Aim of the task |
Quote every line of the data below as it stands, omitting pictures.

Position identification records
>>>>

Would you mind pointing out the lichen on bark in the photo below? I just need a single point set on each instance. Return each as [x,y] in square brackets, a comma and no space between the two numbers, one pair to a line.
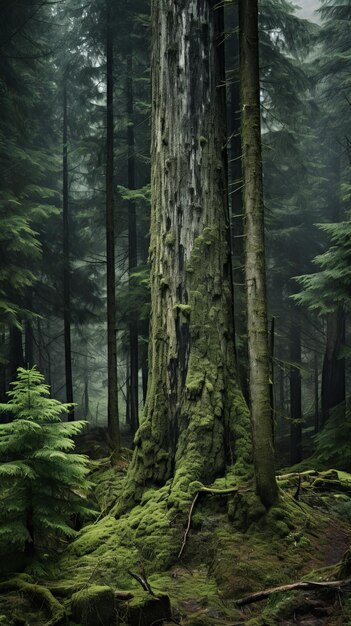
[195,421]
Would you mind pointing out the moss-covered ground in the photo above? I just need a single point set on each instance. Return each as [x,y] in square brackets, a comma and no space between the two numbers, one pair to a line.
[233,548]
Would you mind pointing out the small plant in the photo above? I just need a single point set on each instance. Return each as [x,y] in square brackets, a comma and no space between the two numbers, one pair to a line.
[43,484]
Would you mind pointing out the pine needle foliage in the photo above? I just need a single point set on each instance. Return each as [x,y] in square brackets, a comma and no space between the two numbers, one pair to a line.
[43,483]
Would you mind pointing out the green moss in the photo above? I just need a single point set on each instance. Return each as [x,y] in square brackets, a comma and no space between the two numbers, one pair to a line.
[93,605]
[170,240]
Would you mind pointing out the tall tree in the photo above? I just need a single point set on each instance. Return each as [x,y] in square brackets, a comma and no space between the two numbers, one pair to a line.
[257,329]
[132,251]
[112,409]
[195,420]
[66,257]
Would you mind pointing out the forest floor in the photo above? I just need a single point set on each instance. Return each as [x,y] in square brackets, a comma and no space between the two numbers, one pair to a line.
[127,570]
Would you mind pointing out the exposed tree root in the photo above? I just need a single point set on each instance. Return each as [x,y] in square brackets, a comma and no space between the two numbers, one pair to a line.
[308,585]
[202,490]
[41,595]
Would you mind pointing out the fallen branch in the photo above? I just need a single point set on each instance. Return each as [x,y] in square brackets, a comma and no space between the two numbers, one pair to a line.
[143,582]
[188,526]
[308,585]
[202,490]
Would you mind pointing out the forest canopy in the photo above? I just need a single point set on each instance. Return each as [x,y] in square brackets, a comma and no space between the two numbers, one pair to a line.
[174,312]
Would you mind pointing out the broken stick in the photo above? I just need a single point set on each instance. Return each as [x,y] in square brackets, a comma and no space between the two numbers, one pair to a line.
[308,585]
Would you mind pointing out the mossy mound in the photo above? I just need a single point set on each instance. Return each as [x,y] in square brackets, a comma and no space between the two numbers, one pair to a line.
[233,548]
[94,605]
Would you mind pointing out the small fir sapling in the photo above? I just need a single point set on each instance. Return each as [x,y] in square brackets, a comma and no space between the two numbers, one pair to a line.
[43,483]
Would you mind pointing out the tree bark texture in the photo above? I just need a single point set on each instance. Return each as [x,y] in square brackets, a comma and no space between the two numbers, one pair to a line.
[295,390]
[257,329]
[194,409]
[333,373]
[112,399]
[132,253]
[66,258]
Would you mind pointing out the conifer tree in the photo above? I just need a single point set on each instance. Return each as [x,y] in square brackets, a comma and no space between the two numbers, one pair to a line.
[43,481]
[255,277]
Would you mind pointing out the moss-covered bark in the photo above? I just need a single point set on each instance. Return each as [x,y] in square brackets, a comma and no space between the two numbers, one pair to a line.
[257,330]
[195,420]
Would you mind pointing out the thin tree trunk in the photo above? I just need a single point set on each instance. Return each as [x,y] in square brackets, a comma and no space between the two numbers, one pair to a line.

<<<<

Solution to this exercise |
Would you mind pointing out the lichen on bark in the photo below? I just need a single point set on each instance. Return each as [x,y] in square brackets, a comma and no space between the two numbers, one pair to a line.
[195,421]
Would you mind pointing out the moss-covered ground in the photo above? I just need a single point set on each instance. Return each as [x,y] in square brackets, a comma and no space between the two numbers, one pair to a line.
[233,548]
Would you mind pointing out the small plant in the photo above? I just need a single point set on each instance. Return each as [x,y] in square brackets, a comma and no space between the two numbers, one pair to a line.
[43,484]
Would you mind pointing out the pine needle foliage in the photo above? I just need a single point set on each instance. Return each as [x,y] in square brackets, a comma and no space between the two numbers, one pair to a line.
[43,483]
Would you mind pointing out the green moss in the photo above? I just need a single point set on each instance. Return each as [x,y] in square brackets, a comma and no space between the two numbers, one pair to a line.
[93,605]
[170,240]
Would you mind pointing out the tall tree in the photo above? I just need a single point set on each instance. Return each as [x,y] in square brackets, a comma and no space between the two numbers, one pair to a line.
[257,329]
[132,251]
[112,409]
[195,420]
[66,257]
Would you mind pointing out the forest floor in the photo above? I just need a single point set on each instance. Return each as [x,y] in square brackets, a comma and no space between the two numbers, one pair to a line.
[127,570]
Would you mind pointing out the exposed tree root in the photo above? I just need a single point set on each instance. Return each as [x,y] in square brackets, a comma and no space between the two numbers, one pair to a line.
[308,585]
[202,490]
[41,595]
Would you mind pointing out the fallen branch in the photo above? I just need a single point set on each instance. Return each as [x,y] in square brackets, a comma and no space between the two numbers, one pair to a line.
[143,582]
[188,526]
[308,585]
[202,490]
Would you mind pointing out the forest canopy in the photo above? I just need a single point set on each instance. Return each as [x,y] in square brackets, a comma and no space between the two numbers, one pair to a line.
[174,312]
Would you mind pointing out the broken stick in the photo above? I just need a single point set on each instance. Return each as [x,y] in square brackets, a comma and no space between the two numbers, one pair to a line.
[308,585]
Would you mind pointing out the mossy mound in the photo above? I just need a single point set on each instance. Return each as [x,y] in square brackets, a comma and no space between the two numbers, one pair to a line.
[233,548]
[94,605]
Would you mind pointing out the small fir sapling in the photo above? I just need a single point set on each instance. Return each as [x,y] in square brackets, a comma and no space between the two numbers, one pair to a line.
[43,483]
Would you mind pointing out the tree bark texture in the photo above? I just need a single point set on each instance. Return each as [x,y] in square brackets, a comma and no space between the two numbers, one pair to a line.
[295,390]
[257,329]
[194,409]
[333,373]
[112,399]
[132,253]
[66,258]
Would you mind pointing out the conifer tree in the photo above? I just need a single point set on each instance. Return each as [x,y] in square brackets, a comma and no space between the two numbers, one pair to a line.
[43,481]
[255,277]
Would you mind pointing out the moss-covered bark in the photo above? I just need a single point set on each instance. Return each as [x,y] in square brackets, a comma and no space between the two numbers, one pair to a line.
[257,330]
[195,420]
Would you mind pointing out the thin tree trunk in the photo above? I just need a single point set on each instance. Return each as [x,y] in square brackets, a comma and no space between the two numbers, one pair to a line.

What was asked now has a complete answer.